Походы же монголов 1201-1260 гг., по мнению Гумилева, тоже есть история пассионарного толчка, точнее - энергетического взрыва, погашенного энтропией. Как писал сам автор: «Поиски здесь правых и виноватых бессмысленны, как любые моральные оценки природных процессов» [8]. Они, считал ученый, только мешают разобраться в сложных механизмах изменений, причинно-следственных связях, в многочисленных вариантах суперэтнических контактов. Согласно исследованиям ученого, «Русь (после прихода монголов - Н.Л.) была не провинцией Монгольского улуса, а страной, союзной великому хану, выплачивавшей некоторый налог на содержание войска, которое ей самой было нужно» [8, с. 134], причем «монголы отнюдь не стремились к войне с Русью» [8, с. 116]. Однако после известного убийства монгольских послов, явившихся с предложением о разрыве русско-половецкого союза и заключении мира, войны было не избежать. Возникший в дальнейшем союз России с Ордой, полагал Гумилев, был результатом не завоевания, а политического расчета, который оправдался. Татарская конница задержала наступление Литвы на Русь, «амортизировала» грозный удар Тимура. В целом союз Москвы и Орды держался, пока был взаимовыгоден.
Благодаря взгляду на историю с «известного временного расстояния» [8, с. 293], перед исследователем, писал Гумилев, открывается вся система сложных политических отношений (реальных симпатий и уважения, с одной стороны, противоречий и конфликтов, - с другой) рус-
ских и тюркско-монгольских народов. Автор концепции также замечал, что вследствие длительного взаимодействия с Ордой у русских сформировалась новая система поведения, созданная на прежней идеологической основе - православия, - которая и позволила России занять свое особое место в истории Евразии. Таким образом, по мнению Гумилева, именно российская традиция национальной терпимости «привлекла целый ряд этносов, органично вошедших в единый российский суперэтнос, раскинувшийся от Карпат до Охотского моря» [3, с. 291].

(Записи из набора данных)

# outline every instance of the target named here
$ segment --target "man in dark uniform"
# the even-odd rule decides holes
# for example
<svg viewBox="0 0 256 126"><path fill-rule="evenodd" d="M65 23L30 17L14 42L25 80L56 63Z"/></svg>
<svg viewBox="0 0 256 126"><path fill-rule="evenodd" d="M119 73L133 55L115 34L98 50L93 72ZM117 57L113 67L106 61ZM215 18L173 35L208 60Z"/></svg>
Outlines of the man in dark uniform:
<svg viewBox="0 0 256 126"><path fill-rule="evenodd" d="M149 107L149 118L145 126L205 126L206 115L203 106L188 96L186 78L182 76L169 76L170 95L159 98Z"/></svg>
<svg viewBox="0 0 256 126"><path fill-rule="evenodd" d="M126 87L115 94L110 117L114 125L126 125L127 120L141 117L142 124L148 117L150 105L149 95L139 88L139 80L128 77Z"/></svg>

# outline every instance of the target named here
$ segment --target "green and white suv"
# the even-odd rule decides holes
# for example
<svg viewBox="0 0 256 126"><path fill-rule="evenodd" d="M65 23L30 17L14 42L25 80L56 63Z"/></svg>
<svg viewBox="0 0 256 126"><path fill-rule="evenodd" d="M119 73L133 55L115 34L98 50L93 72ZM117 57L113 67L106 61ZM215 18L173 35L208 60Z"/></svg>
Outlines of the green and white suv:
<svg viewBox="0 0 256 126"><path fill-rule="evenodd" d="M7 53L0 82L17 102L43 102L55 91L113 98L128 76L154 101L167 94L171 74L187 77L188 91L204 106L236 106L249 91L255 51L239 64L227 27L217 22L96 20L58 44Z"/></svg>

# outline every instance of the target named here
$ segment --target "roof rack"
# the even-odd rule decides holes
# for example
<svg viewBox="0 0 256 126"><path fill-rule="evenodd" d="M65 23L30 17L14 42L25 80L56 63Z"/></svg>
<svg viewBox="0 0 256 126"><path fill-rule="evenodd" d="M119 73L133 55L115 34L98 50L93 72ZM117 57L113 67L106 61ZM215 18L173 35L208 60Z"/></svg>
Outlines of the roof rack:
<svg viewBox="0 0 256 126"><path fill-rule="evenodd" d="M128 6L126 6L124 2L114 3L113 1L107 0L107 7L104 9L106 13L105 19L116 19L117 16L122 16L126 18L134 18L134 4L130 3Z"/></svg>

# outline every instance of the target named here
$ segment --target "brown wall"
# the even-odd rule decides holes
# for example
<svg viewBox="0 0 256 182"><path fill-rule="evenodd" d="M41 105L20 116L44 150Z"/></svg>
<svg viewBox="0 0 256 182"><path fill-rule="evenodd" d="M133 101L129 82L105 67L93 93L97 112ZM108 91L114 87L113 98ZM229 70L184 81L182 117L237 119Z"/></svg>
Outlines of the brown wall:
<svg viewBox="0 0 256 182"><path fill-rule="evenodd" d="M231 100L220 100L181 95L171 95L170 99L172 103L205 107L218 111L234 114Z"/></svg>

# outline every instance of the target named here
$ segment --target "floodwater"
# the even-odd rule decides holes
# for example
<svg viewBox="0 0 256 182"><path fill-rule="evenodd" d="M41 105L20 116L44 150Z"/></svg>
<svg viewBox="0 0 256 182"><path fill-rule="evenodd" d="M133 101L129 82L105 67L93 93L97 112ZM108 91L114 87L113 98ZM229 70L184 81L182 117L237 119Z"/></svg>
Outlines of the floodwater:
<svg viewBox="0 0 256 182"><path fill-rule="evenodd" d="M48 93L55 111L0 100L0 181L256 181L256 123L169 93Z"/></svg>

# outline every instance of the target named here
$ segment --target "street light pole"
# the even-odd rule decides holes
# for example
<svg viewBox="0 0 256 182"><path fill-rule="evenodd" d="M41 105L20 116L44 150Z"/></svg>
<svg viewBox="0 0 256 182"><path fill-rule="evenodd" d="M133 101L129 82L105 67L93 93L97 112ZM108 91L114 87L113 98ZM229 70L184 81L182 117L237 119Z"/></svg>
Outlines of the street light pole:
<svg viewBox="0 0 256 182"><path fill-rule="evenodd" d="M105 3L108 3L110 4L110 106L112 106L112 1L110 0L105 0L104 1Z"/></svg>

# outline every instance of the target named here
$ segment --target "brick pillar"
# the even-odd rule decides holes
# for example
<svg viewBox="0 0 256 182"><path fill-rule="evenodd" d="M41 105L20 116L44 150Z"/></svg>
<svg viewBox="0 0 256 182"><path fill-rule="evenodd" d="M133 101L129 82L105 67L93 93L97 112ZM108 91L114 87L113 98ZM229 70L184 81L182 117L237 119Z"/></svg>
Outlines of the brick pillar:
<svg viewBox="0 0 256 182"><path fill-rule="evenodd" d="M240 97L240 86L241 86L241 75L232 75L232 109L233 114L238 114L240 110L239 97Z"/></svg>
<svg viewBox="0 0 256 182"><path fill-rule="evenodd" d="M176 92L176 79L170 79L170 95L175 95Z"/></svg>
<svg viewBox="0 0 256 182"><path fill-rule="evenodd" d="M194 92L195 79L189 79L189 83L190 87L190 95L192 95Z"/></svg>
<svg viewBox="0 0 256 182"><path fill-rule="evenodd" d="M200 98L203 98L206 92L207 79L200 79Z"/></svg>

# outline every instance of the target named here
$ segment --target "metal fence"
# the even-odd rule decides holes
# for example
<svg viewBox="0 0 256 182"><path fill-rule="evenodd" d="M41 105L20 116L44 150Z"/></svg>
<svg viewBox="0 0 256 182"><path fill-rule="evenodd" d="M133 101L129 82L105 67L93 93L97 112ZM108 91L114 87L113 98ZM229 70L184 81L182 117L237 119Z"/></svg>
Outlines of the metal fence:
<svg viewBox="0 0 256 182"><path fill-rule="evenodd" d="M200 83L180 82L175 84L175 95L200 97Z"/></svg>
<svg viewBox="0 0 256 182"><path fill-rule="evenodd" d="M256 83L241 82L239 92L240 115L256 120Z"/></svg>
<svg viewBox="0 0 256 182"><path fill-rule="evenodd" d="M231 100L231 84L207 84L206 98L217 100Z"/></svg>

● Задание
Кратко перескажите абзац фрагмента текста, начинающийся словами «Походы же монголов 1201-1260 гг.», сохранив его основные факты.

● Ответ
Гумилев считал походы монголов 1201-1260 гг. пассионарным толчком, то есть энергетическим взрывом, погашенным энтропией. Моральные оценки таких природных процессов он называл бессмысленными: они мешают разобраться в механизмах изменений и в суперэтнических контактах. По его мнению, после прихода монголов Русь была не провинцией улуса, а союзной великому хану страной. Она платила налог на содержание войска, которое было нужно ей самой. Монголы к войне с Русью не стремились, но после убийства их послов, предлагавших разорвать русско-половецкий союз и заключить мир, война стала неизбежной. Последующий союз России с Ордой Гумилев считал не итогом завоевания, а оправдавшимся политическим расчетом: татарская конница задержала наступление Литвы и смягчила удар Тимура. Союз Москвы и Орды держался, пока был взаимовыгоден.